_Exercise requirements_. Which lines below include "identify"? Copy them all.

★ ★ ★ ★

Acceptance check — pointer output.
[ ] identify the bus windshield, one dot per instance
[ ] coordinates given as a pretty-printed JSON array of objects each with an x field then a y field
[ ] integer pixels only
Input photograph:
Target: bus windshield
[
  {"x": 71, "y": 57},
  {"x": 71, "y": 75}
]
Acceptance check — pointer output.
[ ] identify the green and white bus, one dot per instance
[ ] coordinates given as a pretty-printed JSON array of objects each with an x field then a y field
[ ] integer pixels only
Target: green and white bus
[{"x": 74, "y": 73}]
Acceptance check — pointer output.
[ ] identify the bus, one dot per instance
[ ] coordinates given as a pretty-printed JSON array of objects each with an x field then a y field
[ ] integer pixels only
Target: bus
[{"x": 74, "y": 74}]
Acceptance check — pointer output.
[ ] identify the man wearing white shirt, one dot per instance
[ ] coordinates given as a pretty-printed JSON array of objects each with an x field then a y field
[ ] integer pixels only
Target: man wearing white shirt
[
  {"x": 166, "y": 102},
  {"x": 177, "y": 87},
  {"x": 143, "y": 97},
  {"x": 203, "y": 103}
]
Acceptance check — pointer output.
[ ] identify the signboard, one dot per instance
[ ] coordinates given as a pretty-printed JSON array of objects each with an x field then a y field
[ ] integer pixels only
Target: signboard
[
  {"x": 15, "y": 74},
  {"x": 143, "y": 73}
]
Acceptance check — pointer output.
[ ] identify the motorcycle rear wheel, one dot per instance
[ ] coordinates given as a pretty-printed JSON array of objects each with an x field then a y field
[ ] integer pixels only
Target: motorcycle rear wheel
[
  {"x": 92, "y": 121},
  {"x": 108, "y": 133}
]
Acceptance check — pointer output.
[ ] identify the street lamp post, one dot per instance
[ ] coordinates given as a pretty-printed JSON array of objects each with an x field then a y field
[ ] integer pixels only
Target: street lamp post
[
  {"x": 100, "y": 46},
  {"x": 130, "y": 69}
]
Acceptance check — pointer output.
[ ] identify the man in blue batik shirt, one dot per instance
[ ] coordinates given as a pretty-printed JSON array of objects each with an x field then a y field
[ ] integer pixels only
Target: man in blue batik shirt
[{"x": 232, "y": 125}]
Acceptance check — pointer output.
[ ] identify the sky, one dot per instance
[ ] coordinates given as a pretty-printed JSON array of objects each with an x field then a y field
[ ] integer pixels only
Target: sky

★ ★ ★ ★

_Answer to this problem_.
[ ] identify the bus windshield, one dot per instance
[ ] identify the green and white bus, one dot per instance
[ ] identify the bus, one dot per instance
[ ] identify the man wearing white shirt, one dot per instance
[ ] identify the signboard, one dot per instance
[ ] identify the motorcycle rear wheel, one dot per instance
[ ] identify the street lamp post, one dot per instance
[ ] identify the man in blue batik shirt, one dot per instance
[ ] identify the sky, one dot per instance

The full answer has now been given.